TASK DESCRIPTION: From the article on the expanded Child Tax Credit, write out verbatim the part that opens with the words containing "By Brandi Buchman" and closes with "House announced Monday.".

DOCUMENT PASSAGE:
By Brandi Buchman
WASHINGTON (CN) — Funds will start flowing to millions of kids and their families beginning July 15 courtesy of the newly expanded Child Tax Credit, the White House announced Monday.
Though it is temporary, the Internal Revenue Service and the Department of the Treasury will issue advance monthly payments via direct deposit between $250 to $300 for low- to moderate-income families beginning July 15.
Part of an initiative spurred from the Biden administration’s $1.9 trillion American Rescue Plan, which passed earlier this spring, the payments will continue only through December.
Up to $3,000 annually per child can be claimed for families with children between 6 and 17 years old. For those with children under 6, the tax credit is $3,600 annually per qualifying child. Before the rescue plan’s passage in March, the tax credit was only up to $2,000 per child.

DATA UNDER STUDY:
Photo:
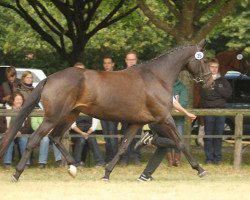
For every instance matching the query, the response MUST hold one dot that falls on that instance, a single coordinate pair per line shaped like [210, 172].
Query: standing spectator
[21, 136]
[180, 94]
[44, 145]
[214, 125]
[2, 118]
[11, 84]
[25, 87]
[161, 142]
[131, 60]
[1, 95]
[85, 126]
[108, 127]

OUTPUT:
By Brandi Buchman
WASHINGTON (CN) — Funds will start flowing to millions of kids and their families beginning July 15 courtesy of the newly expanded Child Tax Credit, the White House announced Monday.